━━ MATERIAL PROVIDED

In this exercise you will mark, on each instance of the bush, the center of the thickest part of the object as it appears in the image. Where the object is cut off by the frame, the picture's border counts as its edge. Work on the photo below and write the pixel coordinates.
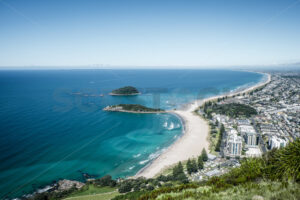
(125, 187)
(204, 155)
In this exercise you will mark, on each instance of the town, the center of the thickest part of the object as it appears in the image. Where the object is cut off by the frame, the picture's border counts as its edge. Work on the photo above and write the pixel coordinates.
(251, 123)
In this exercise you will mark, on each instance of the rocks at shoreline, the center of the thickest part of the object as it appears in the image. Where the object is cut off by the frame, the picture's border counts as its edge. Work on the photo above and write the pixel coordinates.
(68, 184)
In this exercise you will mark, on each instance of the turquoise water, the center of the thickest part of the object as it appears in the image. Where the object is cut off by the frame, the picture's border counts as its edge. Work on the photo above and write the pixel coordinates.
(49, 131)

━━━━

▶ [STATED EXERCISE]: Rewrite the records with "thickest part" swapped for "widest part" everywhere it occurs, keeping everything else the same. Leave the pictures out of your version.

▶ [THE RESULT]:
In this exercise you will mark, on each instance of the bush, the center of the widest part of the object as it appears in the image. Where the object is cut off by the frame, the picture's border counts as its edge. Work on the photo below and write the pixel coordinates.
(125, 187)
(204, 155)
In this exercise you will mark, on each instance of the town, the center of the widest part of the object as it appears in the image. Where the object is cut off by the frame, the picture's border counts as its edge. Work on the photo above and write the pixel coordinates.
(251, 123)
In this exercise you will mark, on each instance of the rocks at shoreline, the center of the widest part of the object as it appears in the image. Where the object is cut off by the frame, the picture's border counts as its edge. Work on the photo above and write the pixel coordinates.
(68, 184)
In this exercise you will mark, on each instance of the turquoise water, the center of the widest part of the object as it appears in the image. Where the object is cut off by the frame, the picture's border counts as its edge. Work on the photo above and write the pixel coordinates.
(49, 131)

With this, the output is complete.